Le séjour à Rome; les démarches en vue d'obtenir
l'approbation des Constitutions. M. de Varax ajoute
quelques lignes.
Rome, le 30
mars 1869
Mon bien bon ami et fils en N.S.,
Je vous aurais écrit déjà plusieurs fois depuis notre arrivée à Rome, si je
n'eusse écouté que mon désir, mais l'enveloppe corporelle chez moi est si
frêle, vous le savez, qu'elle sert bien mal mes aspirations. Je veux au moins
vous envoyer ces quelques lignes de souvenir, afin de vous assurer que ni vous,
ni vos frères n'êtes oubliés, non plus que vos chers enfants, dans les
pèlerinages qu'il nous est donné de faire, dans tous les pieux sanctuaires que
nous visitons.

» **Données enregistrées**
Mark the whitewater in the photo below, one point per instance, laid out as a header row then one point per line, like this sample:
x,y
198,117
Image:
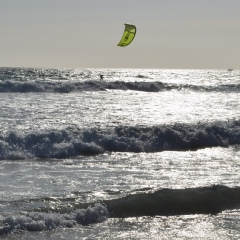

» **Détails du problème**
Reproduisez à l'identique l'extrait du texte en entier, sans rien omettre ni modifier.

» **Réponse correcte**
Le séjour à Rome; les démarches en vue d'obtenir
l'approbation des Constitutions. M. de Varax ajoute
quelques lignes.
Rome, le 30
mars 1869
Mon bien bon ami et fils en N.S.,
Je vous aurais écrit déjà plusieurs fois depuis notre arrivée à Rome, si je
n'eusse écouté que mon désir, mais l'enveloppe corporelle chez moi est si
frêle, vous le savez, qu'elle sert bien mal mes aspirations. Je veux au moins
vous envoyer ces quelques lignes de souvenir, afin de vous assurer que ni vous,
ni vos frères n'êtes oubliés, non plus que vos chers enfants, dans les
pèlerinages qu'il nous est donné de faire, dans tous les pieux sanctuaires que
nous visitons.